- Required work
Print the entire listing below word for word, excluding its pictures.

————————

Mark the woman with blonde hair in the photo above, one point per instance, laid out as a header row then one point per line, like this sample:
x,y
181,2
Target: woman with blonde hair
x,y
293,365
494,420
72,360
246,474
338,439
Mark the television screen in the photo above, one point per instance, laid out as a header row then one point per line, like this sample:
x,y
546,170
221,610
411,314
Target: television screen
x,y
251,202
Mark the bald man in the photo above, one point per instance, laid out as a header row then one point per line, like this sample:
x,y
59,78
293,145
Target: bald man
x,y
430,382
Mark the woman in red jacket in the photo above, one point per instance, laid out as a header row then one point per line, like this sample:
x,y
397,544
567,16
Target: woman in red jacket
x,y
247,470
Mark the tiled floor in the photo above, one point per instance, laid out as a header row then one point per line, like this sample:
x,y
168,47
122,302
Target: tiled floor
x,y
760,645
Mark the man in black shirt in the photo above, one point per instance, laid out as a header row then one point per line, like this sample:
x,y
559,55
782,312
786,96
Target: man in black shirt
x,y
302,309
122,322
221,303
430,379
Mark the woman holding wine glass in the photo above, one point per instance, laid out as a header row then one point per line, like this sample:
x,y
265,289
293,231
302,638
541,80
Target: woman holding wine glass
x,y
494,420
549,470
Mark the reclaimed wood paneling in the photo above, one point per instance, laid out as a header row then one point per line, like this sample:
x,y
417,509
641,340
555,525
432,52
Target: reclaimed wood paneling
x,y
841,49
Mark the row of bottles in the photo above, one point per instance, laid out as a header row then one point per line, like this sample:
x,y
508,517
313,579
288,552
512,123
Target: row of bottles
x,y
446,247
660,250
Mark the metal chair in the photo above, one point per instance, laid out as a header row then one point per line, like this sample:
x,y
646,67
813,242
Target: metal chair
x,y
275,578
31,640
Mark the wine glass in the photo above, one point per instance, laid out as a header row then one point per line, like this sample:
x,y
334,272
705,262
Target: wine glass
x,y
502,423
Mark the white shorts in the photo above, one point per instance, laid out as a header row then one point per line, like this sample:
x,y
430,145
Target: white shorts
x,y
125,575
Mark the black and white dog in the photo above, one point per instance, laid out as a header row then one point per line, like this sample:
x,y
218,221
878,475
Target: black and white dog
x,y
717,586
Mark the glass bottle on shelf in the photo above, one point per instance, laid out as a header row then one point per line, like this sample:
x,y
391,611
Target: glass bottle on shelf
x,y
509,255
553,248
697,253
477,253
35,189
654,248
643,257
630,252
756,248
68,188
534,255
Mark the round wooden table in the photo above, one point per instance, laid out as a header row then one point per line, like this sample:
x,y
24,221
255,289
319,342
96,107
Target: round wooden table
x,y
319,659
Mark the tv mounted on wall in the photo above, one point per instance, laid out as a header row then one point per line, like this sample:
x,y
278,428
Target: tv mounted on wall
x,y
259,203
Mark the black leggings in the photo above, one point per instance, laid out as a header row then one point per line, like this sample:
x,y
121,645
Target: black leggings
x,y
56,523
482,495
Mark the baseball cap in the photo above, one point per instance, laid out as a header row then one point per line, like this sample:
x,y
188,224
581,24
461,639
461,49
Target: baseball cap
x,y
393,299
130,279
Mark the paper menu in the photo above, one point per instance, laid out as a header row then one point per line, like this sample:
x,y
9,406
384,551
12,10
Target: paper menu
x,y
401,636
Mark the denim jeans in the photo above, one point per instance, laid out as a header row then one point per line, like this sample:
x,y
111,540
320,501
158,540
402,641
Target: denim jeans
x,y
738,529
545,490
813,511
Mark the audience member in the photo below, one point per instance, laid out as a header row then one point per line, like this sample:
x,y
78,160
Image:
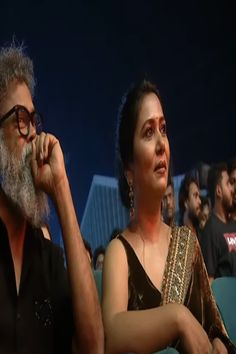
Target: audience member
x,y
168,204
37,295
218,239
46,231
115,233
232,177
98,258
155,287
189,204
204,212
89,251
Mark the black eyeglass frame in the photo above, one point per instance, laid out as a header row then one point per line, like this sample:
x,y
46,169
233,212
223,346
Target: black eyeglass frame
x,y
34,118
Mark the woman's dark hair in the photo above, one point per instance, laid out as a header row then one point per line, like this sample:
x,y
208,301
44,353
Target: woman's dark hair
x,y
99,250
127,120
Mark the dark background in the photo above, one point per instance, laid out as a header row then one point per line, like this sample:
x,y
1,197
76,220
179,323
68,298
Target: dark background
x,y
87,53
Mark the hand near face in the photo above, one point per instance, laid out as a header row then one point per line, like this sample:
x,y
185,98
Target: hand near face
x,y
48,166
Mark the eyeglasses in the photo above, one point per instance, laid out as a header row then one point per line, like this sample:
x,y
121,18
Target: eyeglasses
x,y
24,118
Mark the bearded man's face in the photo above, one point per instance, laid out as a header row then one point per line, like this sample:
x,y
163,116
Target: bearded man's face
x,y
16,181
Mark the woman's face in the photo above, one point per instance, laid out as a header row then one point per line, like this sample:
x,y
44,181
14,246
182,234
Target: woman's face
x,y
151,152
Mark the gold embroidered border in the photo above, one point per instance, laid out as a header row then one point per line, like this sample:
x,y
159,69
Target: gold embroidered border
x,y
180,258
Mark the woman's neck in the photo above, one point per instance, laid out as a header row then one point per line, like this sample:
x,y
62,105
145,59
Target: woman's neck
x,y
147,222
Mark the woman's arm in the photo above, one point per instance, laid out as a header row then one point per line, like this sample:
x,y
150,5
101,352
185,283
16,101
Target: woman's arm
x,y
143,331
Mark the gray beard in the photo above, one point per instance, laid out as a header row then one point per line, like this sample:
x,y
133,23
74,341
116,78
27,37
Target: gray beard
x,y
16,181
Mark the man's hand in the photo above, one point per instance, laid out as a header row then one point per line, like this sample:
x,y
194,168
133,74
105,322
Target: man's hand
x,y
48,166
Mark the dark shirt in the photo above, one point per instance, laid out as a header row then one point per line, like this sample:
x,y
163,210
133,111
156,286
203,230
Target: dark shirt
x,y
218,242
37,320
142,292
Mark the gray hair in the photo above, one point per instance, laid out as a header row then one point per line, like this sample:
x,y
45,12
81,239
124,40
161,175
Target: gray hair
x,y
15,66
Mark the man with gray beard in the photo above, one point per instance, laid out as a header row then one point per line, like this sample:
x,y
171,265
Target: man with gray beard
x,y
17,183
44,308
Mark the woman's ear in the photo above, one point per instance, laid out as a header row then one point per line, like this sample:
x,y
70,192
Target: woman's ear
x,y
218,191
129,177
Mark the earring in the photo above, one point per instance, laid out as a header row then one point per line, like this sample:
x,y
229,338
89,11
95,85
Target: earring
x,y
131,200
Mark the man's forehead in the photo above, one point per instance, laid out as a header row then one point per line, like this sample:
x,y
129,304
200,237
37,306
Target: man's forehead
x,y
18,93
193,187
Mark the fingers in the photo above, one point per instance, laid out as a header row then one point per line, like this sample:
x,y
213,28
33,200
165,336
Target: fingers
x,y
41,144
218,347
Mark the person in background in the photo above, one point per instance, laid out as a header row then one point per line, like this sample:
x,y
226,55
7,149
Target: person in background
x,y
204,213
155,287
218,240
98,258
89,251
190,204
232,178
168,204
46,231
44,308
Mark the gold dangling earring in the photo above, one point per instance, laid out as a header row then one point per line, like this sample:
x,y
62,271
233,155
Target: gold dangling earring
x,y
131,200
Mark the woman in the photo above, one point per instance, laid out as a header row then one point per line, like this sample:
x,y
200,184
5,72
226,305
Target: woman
x,y
155,286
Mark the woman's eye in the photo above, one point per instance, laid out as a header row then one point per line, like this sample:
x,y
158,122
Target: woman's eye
x,y
163,128
149,132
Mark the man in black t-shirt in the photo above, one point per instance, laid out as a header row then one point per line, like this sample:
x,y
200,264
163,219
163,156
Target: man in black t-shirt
x,y
42,306
189,203
218,239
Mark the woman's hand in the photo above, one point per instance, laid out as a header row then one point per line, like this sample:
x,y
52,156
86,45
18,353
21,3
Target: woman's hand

————————

- Response to this exercise
Mark the woman with blonde hair in the photo above, one point per instance, laid out as a header row then one point per line, like this sample:
x,y
181,2
Target: woman with blonde hair
x,y
293,365
494,420
72,360
246,474
338,439
Mark the television screen in the photo above, one point per instance, laid out as a header row then one point per line, like this sample:
x,y
546,170
221,610
411,314
Target: television screen
x,y
251,202
Mark the bald man in the photo above, one point per instance, laid out as a header row then one point per line, like this sample:
x,y
59,78
293,145
Target: bald man
x,y
430,382
Mark the woman in red jacket in the photo above, one point per instance, laid out as a header row then one point per line, like this sample:
x,y
397,544
567,16
Target: woman in red jacket
x,y
247,470
Mark the tiled floor in the photo above, one point per instance, laid out as a header row then one point per line, like this sample:
x,y
168,47
122,302
Target: tiled floor
x,y
760,645
Mark the man in black shirt in the photo above, one point per instance, laid out as a header row then one point per line, like this sample:
x,y
559,55
782,312
786,96
Target: man in black shirt
x,y
302,309
122,322
221,303
430,379
Mark the woman holding wine glass in the photo above, one point per instance, laid out as a header row then one point per line, like this sample:
x,y
265,289
293,231
302,638
541,80
Target: woman holding wine glass
x,y
494,420
549,470
Mark the reclaimed wood paneling in the photo above, one point per instance, laid out as a header row then one point per line, like this sample:
x,y
417,509
641,340
555,525
432,52
Target: reclaimed wood paneling
x,y
841,49
Mark the row of bottles in the photo above, one point per instance, laid out as a header row then one point per line, like this sample:
x,y
508,517
313,579
288,552
512,123
Target: row of bottles
x,y
446,247
660,250
Mark the metal chair in the photo above, one point per instance, laid out as a header row then one point per line, like this sample:
x,y
646,67
813,242
Target: metal chair
x,y
275,578
31,640
Mark the wine glass in the photo above, one point per instance, laid out as a header row then one point per line, like this sample:
x,y
334,272
705,262
Target: wine glass
x,y
502,423
Mark the white shorts in the photo above, one point per instance, laid out as a header row then one point per line, like this sample:
x,y
430,145
Target: white shorts
x,y
125,575
Mark the black and white dog in the photo above, one point per instance, laid out as a header row then one point per line, like this sample:
x,y
218,221
878,475
Target: black and white dog
x,y
717,586
Mark the glass bottle on shelf in the photo above, one point per instance, laid out as a header row then one point per line, like this sample:
x,y
391,611
Target: glass bottle on shelf
x,y
509,255
553,248
697,253
477,253
35,189
654,248
643,257
630,252
756,248
68,188
534,255
Mark the round wooden table in the photo above, one point per instance, laid out as a header row then one point per line, like this sample:
x,y
24,221
255,289
319,342
96,107
Target: round wooden table
x,y
319,659
Mark the tv mounted on wall in the photo above, one point per instance, laid out as a header row then one point per line, like this sample:
x,y
278,428
Target: tv mounted on wall
x,y
259,203
Mark the black leggings in the photo above, one point per instance, laid out as a header row then one point per line, like this sample:
x,y
121,645
Target: black leggings
x,y
56,523
482,495
Mark the baseball cap in the photo above, one point per instance, laid out as a header row then one point per line, like this sample:
x,y
188,224
581,24
461,639
461,49
Target: baseball cap
x,y
393,299
130,279
Mark the paper menu in the photo above, one point per instance, laid out as a header row then one point per line, like this sample:
x,y
9,406
384,551
12,10
Target: paper menu
x,y
401,636
Mark the denim jeans in the photo above, one point per instance, laid out as a header row then one point per line, like this sample:
x,y
111,540
320,501
158,540
402,641
Target: denim jeans
x,y
738,529
545,490
813,511
Mark the audience member in the photo below, one point per instance, laid out as a header row then one point per line, like this sample:
x,y
78,160
Image:
Target: audience member
x,y
168,204
37,295
218,239
46,231
115,233
232,177
98,258
155,287
189,204
204,212
89,251
Mark the black eyeglass frame in the photo above, one point per instance, laid out as a header row then one point per line, like this sample:
x,y
46,169
233,212
223,346
Target: black eyeglass frame
x,y
34,118
Mark the woman's dark hair in the photo above, one point per instance, laid out as a header row then one point per line, like this sample:
x,y
208,301
44,353
Target: woman's dark hair
x,y
99,250
127,120
Mark the dark background in the photo above, one point per instance, laid out as a header row then one point per line, like this sample:
x,y
1,197
76,220
179,323
68,298
Target: dark background
x,y
87,53
Mark the hand near face in the photo above, one point per instance, laid out as a header row then one point per line, like this sample:
x,y
185,98
Target: hand near face
x,y
48,166
Mark the eyeglasses in the photo above, one point per instance, laid out as a header row then one point per line, like this sample:
x,y
121,18
Target: eyeglasses
x,y
24,118
Mark the bearded man's face in the photo above, one point per instance, laid out as a header row then one point per line, like this sample:
x,y
163,116
Target: bearded man's face
x,y
16,181
Mark the woman's face in the photo above, one point per instance, laid out as a header row then one point per line, like this sample:
x,y
44,181
14,246
182,234
Target: woman's face
x,y
151,152
Mark the gold embroidered border in the photo above, one point per instance, laid out as a header row then one point per line, like this sample:
x,y
159,69
Target: gold embroidered border
x,y
180,258
Mark the woman's neck in the photo above, one point per instance, laid out as a header row then one point per line, like this sample:
x,y
62,105
145,59
Target: woman's neck
x,y
147,222
Mark the woman's arm in the photo above, one point per instance, laid out as a header row then one point per line, like this sample:
x,y
150,5
101,352
185,283
16,101
Target: woman's arm
x,y
143,331
Mark the gray beard in the photo above, one point per instance, laid out as a header row then one point per line, like this sample:
x,y
133,23
74,341
116,78
27,37
Target: gray beard
x,y
16,181
Mark the man's hand in the photo above, one point per instance, laid out as a header row then one point per line, like this sample:
x,y
194,168
133,74
105,322
Target: man's hand
x,y
48,166
Mark the dark shirt in the photo above, one point per instance, laid out as a header row then one point per line, like this sample:
x,y
163,210
133,111
156,286
203,230
Target: dark shirt
x,y
218,242
37,320
142,292
Mark the gray hair in the photo above, one point per instance, laid out as a header row then one point per line, like this sample:
x,y
45,12
81,239
124,40
161,175
Target: gray hair
x,y
15,66
Mark the man with gray beard in the photo above, one point per instance, laid out as a header row then one point per line, like this sample:
x,y
171,265
Target: man with gray beard
x,y
17,183
44,308
Mark the woman's ear in the photo above, one point per instance, laid out as a header row then one point per line, like this sample:
x,y
70,192
Target: woman's ear
x,y
218,191
129,177
Mark the earring in the photo above, one point per instance, laid out as a header row then one point per line, like this sample:
x,y
229,338
89,11
95,85
Target: earring
x,y
131,200
Mark the man's forehead in the photo above, one point per instance, laid out as a header row then one point per line, like this sample:
x,y
129,304
200,237
37,306
Target: man's forehead
x,y
18,93
193,187
Mark the fingers in the photo above, one point per instance, laid out as a header row then one point per line, like this sample:
x,y
213,28
33,200
165,336
Target: fingers
x,y
41,144
218,347
Mark the person in background in the photo above, one point per instance, laid out as a header row then one point per line, like this sample:
x,y
226,55
7,149
Target: person in background
x,y
204,213
155,287
218,240
98,258
89,251
190,204
232,178
168,204
46,231
44,308
Mark the gold dangling earring in the photo above, one point per instance, laid out as a header row then one point per line, like this sample:
x,y
62,271
233,155
Target: gold dangling earring
x,y
131,200
Mark the woman in the photo above, one point per instance, laid out as a header row then one point per line, like this sample:
x,y
200,184
5,72
226,305
Target: woman
x,y
155,286
Mark the woman's eye in the photo above, one point per instance, laid out as a header row then one point per line, like this sample:
x,y
158,122
Target: woman's eye
x,y
163,128
149,132
Mark the man in black t-shirt in the photo above, one point per instance, laid out as a header row then one point per line, like this sample:
x,y
200,264
163,219
163,156
Target: man in black t-shirt
x,y
42,306
189,203
218,239
Mark the woman's hand in the photo above, one point per instance, laid out as a header row then one point per line, like this sample:
x,y
52,156
86,45
18,353
21,3
Target: woman's hand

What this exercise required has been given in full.